#### Work required:
Copy out the part of the listing that opens with the line containing "For every instance of the spare" and closes with the listing's last line, requests included. Offset every coordinate in the answer points by adding 96 to each number.

#### Information given:
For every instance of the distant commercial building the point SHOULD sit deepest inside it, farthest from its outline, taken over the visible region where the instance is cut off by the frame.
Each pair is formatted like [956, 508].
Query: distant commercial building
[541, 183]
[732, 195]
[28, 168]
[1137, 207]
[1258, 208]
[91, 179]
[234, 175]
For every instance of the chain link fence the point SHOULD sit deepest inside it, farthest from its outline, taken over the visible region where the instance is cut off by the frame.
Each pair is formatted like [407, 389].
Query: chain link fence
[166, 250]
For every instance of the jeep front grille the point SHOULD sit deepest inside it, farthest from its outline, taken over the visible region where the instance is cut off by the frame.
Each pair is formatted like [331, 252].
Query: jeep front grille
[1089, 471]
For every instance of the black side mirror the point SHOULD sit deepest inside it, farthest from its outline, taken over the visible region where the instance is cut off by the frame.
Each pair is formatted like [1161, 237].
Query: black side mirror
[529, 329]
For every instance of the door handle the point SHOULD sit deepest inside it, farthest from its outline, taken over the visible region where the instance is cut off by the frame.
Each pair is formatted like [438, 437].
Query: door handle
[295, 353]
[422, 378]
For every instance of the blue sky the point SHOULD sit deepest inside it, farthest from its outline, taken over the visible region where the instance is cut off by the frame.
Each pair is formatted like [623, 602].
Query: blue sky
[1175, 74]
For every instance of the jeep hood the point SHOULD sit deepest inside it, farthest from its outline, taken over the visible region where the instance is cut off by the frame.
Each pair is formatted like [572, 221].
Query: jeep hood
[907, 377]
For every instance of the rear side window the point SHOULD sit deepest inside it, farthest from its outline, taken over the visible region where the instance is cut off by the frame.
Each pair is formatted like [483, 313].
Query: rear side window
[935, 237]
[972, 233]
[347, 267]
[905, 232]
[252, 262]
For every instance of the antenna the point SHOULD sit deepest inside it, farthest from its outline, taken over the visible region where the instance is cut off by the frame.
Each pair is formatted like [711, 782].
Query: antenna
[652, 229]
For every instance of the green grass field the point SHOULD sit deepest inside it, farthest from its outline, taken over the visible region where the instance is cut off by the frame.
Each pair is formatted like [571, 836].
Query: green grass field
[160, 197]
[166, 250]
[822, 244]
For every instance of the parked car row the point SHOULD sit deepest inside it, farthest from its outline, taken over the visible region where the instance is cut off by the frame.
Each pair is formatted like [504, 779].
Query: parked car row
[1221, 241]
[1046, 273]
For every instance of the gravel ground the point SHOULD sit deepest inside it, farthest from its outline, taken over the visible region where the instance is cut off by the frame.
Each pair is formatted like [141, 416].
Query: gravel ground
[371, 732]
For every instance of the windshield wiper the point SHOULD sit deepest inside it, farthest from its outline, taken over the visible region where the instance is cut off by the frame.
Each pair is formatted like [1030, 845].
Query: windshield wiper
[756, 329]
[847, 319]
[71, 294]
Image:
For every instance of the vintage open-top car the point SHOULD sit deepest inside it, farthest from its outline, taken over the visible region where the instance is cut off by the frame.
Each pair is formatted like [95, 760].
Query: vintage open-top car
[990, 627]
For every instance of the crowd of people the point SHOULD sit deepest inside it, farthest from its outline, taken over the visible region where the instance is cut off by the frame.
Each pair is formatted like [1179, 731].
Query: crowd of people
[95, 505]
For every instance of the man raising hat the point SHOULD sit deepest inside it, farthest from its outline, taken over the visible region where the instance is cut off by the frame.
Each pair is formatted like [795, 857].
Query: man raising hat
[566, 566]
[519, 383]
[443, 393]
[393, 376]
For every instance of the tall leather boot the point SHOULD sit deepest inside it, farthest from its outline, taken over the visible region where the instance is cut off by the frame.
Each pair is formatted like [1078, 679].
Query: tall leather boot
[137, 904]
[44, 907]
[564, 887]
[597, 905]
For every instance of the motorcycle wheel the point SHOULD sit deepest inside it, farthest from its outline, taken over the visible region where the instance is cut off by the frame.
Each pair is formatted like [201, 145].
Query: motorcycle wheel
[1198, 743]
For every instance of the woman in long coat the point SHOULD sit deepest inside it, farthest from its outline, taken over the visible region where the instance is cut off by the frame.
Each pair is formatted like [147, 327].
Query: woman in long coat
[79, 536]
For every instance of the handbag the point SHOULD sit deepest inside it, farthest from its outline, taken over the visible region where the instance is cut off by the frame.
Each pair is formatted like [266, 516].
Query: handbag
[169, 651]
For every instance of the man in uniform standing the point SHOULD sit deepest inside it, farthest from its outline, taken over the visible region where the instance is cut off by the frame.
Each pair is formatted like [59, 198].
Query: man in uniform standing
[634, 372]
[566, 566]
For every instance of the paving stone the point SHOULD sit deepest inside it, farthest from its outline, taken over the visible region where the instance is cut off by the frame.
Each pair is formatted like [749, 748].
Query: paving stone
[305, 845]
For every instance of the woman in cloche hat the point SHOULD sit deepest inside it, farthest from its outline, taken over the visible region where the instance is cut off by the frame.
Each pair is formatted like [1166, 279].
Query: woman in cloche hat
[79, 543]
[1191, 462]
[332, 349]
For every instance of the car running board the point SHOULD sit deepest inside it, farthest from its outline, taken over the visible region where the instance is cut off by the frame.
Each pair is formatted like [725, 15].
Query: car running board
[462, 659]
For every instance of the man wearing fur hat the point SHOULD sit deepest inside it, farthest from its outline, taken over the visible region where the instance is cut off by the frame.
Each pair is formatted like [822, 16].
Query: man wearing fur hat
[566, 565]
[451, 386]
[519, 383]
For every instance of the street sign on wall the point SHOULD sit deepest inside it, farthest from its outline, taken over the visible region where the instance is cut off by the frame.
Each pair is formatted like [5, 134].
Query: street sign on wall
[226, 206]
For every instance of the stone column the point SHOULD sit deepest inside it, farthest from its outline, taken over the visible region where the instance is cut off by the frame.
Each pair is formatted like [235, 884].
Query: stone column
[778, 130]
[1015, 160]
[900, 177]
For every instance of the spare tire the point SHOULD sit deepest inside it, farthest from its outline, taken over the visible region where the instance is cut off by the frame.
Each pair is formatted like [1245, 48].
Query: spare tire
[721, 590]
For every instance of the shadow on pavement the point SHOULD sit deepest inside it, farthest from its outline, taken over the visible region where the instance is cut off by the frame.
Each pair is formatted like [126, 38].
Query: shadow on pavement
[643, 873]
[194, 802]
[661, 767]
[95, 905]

#### Worked answer:
For every instance of the spare tire the point SHOULD sit deepest inside it, farthest from its outline, taken over the visible region where the instance is cut off by the frame.
Each pair is formatted like [1245, 48].
Query: spare tire
[817, 686]
For every instance of the shadow on pavement the point SHOULD sit deepest inside it, farthest from its outline, taken over the visible region where the instance is cut off by the frame.
Each pair is formatted like [126, 38].
Query: shadow on pavement
[739, 969]
[290, 898]
[757, 863]
[191, 1001]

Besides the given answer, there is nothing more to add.